Each record should be reproduced exactly.

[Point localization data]
##########

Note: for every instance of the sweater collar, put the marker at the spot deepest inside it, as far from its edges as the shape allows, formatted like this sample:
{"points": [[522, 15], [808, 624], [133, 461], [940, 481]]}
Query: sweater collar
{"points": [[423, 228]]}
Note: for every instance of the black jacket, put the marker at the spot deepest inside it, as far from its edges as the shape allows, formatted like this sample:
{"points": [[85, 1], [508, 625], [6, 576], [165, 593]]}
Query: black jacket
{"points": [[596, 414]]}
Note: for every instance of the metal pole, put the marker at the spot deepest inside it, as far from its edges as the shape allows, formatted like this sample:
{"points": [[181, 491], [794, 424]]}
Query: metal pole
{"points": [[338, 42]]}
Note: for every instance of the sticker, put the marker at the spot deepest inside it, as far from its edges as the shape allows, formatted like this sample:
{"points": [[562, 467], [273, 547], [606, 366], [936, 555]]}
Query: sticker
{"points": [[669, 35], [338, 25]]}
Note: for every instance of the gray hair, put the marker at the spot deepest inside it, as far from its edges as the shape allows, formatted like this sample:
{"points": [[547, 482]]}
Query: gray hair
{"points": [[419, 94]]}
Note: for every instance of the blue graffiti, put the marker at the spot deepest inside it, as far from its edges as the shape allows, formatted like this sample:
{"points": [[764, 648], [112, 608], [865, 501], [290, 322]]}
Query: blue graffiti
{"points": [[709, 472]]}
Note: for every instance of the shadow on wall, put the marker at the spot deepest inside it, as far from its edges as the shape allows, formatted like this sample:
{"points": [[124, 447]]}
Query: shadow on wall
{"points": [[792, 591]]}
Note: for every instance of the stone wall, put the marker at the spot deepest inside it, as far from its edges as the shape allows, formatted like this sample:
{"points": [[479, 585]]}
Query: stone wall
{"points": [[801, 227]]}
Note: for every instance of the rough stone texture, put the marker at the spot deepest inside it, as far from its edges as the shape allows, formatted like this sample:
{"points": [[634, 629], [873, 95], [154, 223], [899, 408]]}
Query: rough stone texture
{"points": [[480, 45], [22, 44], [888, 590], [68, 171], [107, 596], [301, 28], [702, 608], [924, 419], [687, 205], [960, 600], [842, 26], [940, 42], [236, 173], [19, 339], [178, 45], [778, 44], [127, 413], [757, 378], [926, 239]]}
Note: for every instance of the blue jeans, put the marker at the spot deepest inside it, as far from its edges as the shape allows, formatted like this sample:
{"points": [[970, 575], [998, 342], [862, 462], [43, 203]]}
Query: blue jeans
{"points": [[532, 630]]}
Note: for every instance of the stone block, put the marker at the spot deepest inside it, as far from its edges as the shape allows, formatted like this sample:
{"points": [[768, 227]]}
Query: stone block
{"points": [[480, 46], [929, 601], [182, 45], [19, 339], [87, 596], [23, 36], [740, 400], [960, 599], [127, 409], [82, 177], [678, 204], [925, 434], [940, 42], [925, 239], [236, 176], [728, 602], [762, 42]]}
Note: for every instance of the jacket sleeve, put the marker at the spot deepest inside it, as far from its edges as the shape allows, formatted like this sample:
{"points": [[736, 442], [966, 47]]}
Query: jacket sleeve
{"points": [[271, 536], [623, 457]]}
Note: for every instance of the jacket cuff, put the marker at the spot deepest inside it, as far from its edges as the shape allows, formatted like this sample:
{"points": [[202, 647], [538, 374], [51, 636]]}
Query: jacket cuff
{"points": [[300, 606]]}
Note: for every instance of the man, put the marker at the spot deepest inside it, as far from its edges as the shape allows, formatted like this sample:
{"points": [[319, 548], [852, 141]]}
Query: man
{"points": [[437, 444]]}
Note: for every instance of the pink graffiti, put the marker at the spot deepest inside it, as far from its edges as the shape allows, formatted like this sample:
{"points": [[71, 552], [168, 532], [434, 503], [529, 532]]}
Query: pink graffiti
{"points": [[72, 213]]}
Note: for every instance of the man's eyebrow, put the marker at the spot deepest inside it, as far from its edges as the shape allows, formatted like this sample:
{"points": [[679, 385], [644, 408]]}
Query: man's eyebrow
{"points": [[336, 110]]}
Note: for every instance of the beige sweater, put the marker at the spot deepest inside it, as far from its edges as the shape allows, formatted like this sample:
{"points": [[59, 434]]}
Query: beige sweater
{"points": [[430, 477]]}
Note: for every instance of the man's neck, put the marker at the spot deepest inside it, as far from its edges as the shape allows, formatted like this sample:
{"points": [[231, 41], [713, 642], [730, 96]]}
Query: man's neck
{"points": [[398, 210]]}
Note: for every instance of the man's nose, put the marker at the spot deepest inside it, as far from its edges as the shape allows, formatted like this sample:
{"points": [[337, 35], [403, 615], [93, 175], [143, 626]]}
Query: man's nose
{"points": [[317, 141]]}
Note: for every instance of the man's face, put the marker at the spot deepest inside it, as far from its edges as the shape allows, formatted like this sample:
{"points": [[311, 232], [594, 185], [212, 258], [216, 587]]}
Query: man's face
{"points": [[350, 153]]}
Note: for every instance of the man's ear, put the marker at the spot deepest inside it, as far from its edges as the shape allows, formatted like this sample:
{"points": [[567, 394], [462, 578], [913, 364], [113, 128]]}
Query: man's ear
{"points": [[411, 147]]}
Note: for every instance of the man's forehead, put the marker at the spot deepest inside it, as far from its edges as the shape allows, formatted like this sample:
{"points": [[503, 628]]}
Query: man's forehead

##########

• Answer for the task:
Note: for every instance of the sweater collar, put the marker at the spot deepest inside it, as far from its edges as the shape allows, formatted like this sample:
{"points": [[522, 15], [808, 624], [133, 461], [940, 481]]}
Query: sweater collar
{"points": [[423, 228]]}
Note: for every instance of the black jacket, put the marker at the spot deepest inside it, as far from its edges as the shape allows, formatted like this sample:
{"points": [[85, 1], [508, 625], [6, 576], [165, 593]]}
Query: black jacket
{"points": [[596, 414]]}
Note: for every instance of the metal pole, put the marker at the spot deepest inside it, as far from its edges as the shape allows, formatted like this sample:
{"points": [[181, 491], [794, 424]]}
Query: metal pole
{"points": [[338, 42]]}
Note: for every instance of the sticker, put the marker at the spot deepest inside it, as far from its edges as the shape allows, formatted like this sample:
{"points": [[562, 467], [273, 547], [606, 366], [936, 555]]}
Query: sticker
{"points": [[669, 35], [338, 25]]}
Note: for every instance of the gray hair, put the marker at the spot deepest inside it, as far from its edges as the shape allows, formatted like this sample:
{"points": [[547, 482]]}
Query: gray hair
{"points": [[419, 94]]}
Note: for every instance of the blue graffiti, put the marker at the spot deepest inside it, as far from its edges as the shape allows, formatted like this sample:
{"points": [[764, 648], [112, 608], [865, 501], [290, 322]]}
Query: blue graffiti
{"points": [[709, 472]]}
Note: for every instance of the shadow on wall, put the marker at the spot deepest inside it, as far from its edges as the shape allows, formatted like this sample:
{"points": [[124, 447]]}
Query: shadow on wall
{"points": [[792, 591]]}
Note: for every instance of the stone wall, put the marker at the spot deepest inside it, as far from its edges as the shape allows, formatted like this sample:
{"points": [[479, 585]]}
Query: stone wall
{"points": [[801, 227]]}
Note: for every instance of the rough stone texture, put the marker at the spot deepest inside it, as far from its edges as the shape allows, formatted like this sample:
{"points": [[634, 629], [873, 95], [154, 223], [899, 408]]}
Query: rough stone texture
{"points": [[480, 45], [22, 44], [888, 590], [68, 171], [107, 596], [301, 28], [702, 608], [924, 419], [687, 205], [960, 600], [842, 26], [940, 42], [236, 173], [19, 339], [178, 45], [778, 44], [127, 413], [757, 378], [926, 239]]}
Note: for every instance of the blue jeans, put the marker at the spot deepest inside it, as far from its edges as the shape allows, formatted like this sample:
{"points": [[970, 575], [998, 342], [862, 462], [43, 203]]}
Query: blue jeans
{"points": [[532, 630]]}
Note: for every instance of the stone block, put the marker at the spot deepest inside it, as far from its edges as the shape allows, formatted like this sample:
{"points": [[768, 227]]}
Query: stone block
{"points": [[480, 46], [929, 601], [182, 45], [19, 339], [87, 596], [23, 36], [740, 400], [960, 599], [127, 409], [82, 177], [678, 204], [925, 434], [940, 42], [925, 239], [236, 176], [728, 602], [762, 42]]}
Note: for every instance of the jacket sleeve, put the marker at the spot deepest inside it, as far from its edges as the shape allows, formatted like this sample:
{"points": [[736, 442], [966, 47]]}
Query: jacket sleeve
{"points": [[271, 536], [623, 457]]}
Note: for every instance of the jacket cuff, put the marker at the spot deepest inside it, as far from its edges as the shape allows, formatted like this sample:
{"points": [[202, 647], [538, 374], [51, 636]]}
Query: jacket cuff
{"points": [[300, 606]]}
Note: for every instance of the man, put the marker at the spot deepest inside it, as far from its edges as the shape allows, formatted like this sample:
{"points": [[319, 548], [852, 141]]}
Query: man
{"points": [[437, 444]]}
Note: for every instance of the pink graffiti, put the marker at the spot deepest inside it, as far from its edges as the shape allows, formatted like this sample:
{"points": [[71, 552], [168, 532], [434, 503], [529, 532]]}
Query: pink graffiti
{"points": [[72, 213]]}
Note: for every instance of the man's eyebrow, put the marker at the spot deepest inside it, as far from its edges as the shape allows, formatted like this sample:
{"points": [[679, 385], [644, 408]]}
Query: man's eyebrow
{"points": [[336, 110]]}
Note: for every instance of the beige sweater, put the marker at the spot deepest inside it, as far from its edges as the shape allows, formatted like this sample:
{"points": [[59, 434]]}
Query: beige sweater
{"points": [[430, 477]]}
Note: for every instance of the man's neck, put the marker at the spot deepest inside it, as far from its edges as the shape allows, formatted like this sample:
{"points": [[231, 41], [713, 642], [730, 96]]}
Query: man's neck
{"points": [[398, 210]]}
Note: for every instance of the man's nose, put the marker at the spot deepest inside it, as far from its edges as the shape allows, formatted like this sample:
{"points": [[337, 35], [403, 615], [93, 175], [143, 626]]}
Query: man's nose
{"points": [[317, 141]]}
Note: for every instance of the man's face, put the marker at the spot deepest inside it, as far from its edges as the shape allows, formatted like this sample:
{"points": [[311, 232], [594, 185], [212, 258], [216, 587]]}
Query: man's face
{"points": [[350, 153]]}
Note: for every instance of the man's ear, put the marker at the spot deepest inside it, as far from its edges as the shape allows, formatted like this sample:
{"points": [[567, 394], [462, 578], [913, 364], [113, 128]]}
Query: man's ear
{"points": [[411, 147]]}
Note: for every instance of the man's forehead, put the marker at the spot deepest inside it, as far from its edges as the shape allows, formatted like this sample:
{"points": [[503, 628]]}
Query: man's forehead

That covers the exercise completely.